### Supplied information
---*---
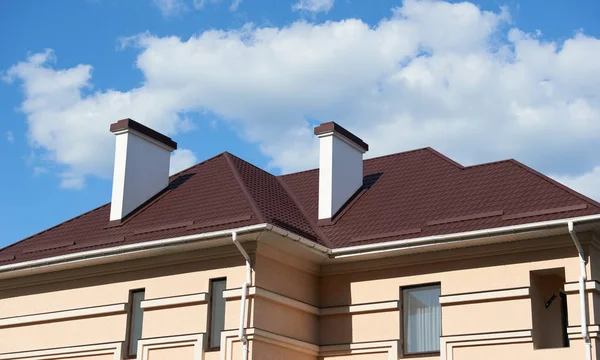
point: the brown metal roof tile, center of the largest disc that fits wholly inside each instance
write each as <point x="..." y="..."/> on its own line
<point x="419" y="189"/>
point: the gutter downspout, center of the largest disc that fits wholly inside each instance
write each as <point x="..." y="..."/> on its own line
<point x="245" y="286"/>
<point x="582" y="300"/>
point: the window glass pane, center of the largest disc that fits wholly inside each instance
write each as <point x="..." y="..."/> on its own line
<point x="422" y="319"/>
<point x="137" y="318"/>
<point x="217" y="320"/>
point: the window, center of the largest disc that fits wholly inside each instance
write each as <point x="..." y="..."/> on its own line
<point x="136" y="318"/>
<point x="549" y="308"/>
<point x="217" y="312"/>
<point x="422" y="318"/>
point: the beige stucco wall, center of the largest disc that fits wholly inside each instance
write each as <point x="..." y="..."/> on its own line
<point x="262" y="350"/>
<point x="184" y="352"/>
<point x="302" y="292"/>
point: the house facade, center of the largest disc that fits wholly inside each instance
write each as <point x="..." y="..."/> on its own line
<point x="409" y="255"/>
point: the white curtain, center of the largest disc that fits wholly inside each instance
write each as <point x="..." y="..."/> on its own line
<point x="422" y="319"/>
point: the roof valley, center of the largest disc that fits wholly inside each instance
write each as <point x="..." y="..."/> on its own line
<point x="259" y="215"/>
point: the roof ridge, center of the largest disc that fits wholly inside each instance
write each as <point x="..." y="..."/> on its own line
<point x="171" y="177"/>
<point x="555" y="183"/>
<point x="444" y="157"/>
<point x="488" y="163"/>
<point x="304" y="213"/>
<point x="238" y="178"/>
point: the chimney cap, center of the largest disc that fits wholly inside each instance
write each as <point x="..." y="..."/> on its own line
<point x="127" y="124"/>
<point x="332" y="127"/>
---*---
### What the task requires
Rewrite the listing above, changing every "largest disc" to "biggest circle" and keeping all other text as it is. Omit the pictures from your answer.

### Expected answer
point: the brown metal roof tile, center of the biggest circle that fits wholly inside each instance
write each as <point x="..." y="..."/> on its own line
<point x="419" y="189"/>
point: the gutter downspout, center of the biggest circle that fits wholly inside each instance
write each as <point x="..." y="..."/> on its own line
<point x="245" y="286"/>
<point x="582" y="300"/>
point: the window glass pane, center of the biggest circle that fits wholly inside each instance
write each as <point x="..." y="..."/> on its own line
<point x="422" y="319"/>
<point x="137" y="318"/>
<point x="217" y="320"/>
point: the window, center of the biggest circle that fits wholly inside each instance
write each as <point x="..." y="..."/> on its own line
<point x="136" y="318"/>
<point x="549" y="308"/>
<point x="217" y="312"/>
<point x="422" y="318"/>
point: the beige stucco wall, center of the biggest circle that fits wholly inside each instance
write each as <point x="..." y="..."/> on its own line
<point x="262" y="350"/>
<point x="184" y="352"/>
<point x="302" y="292"/>
point: the house facade, center of the biggest circle that fits wholly inside each instance
write each as <point x="..." y="..."/> on its own line
<point x="409" y="255"/>
point: the white curtain, center of the biggest circle that fits wholly inside each instance
write each as <point x="..." y="..."/> on its own line
<point x="422" y="319"/>
point: the roof valley, center of the biggest circle that fits wholly inside each instance
write each as <point x="..." y="..."/> on its own line
<point x="259" y="215"/>
point: the roof ridge, center of the biggest circle that fits wholly inside each instance
write each as <point x="..." y="..."/> on its own line
<point x="171" y="177"/>
<point x="555" y="183"/>
<point x="444" y="157"/>
<point x="488" y="163"/>
<point x="304" y="213"/>
<point x="238" y="178"/>
point: the chimney cap, center of the biggest circle that fits wholly inside each instance
write each as <point x="..." y="..."/> on its own line
<point x="127" y="124"/>
<point x="332" y="127"/>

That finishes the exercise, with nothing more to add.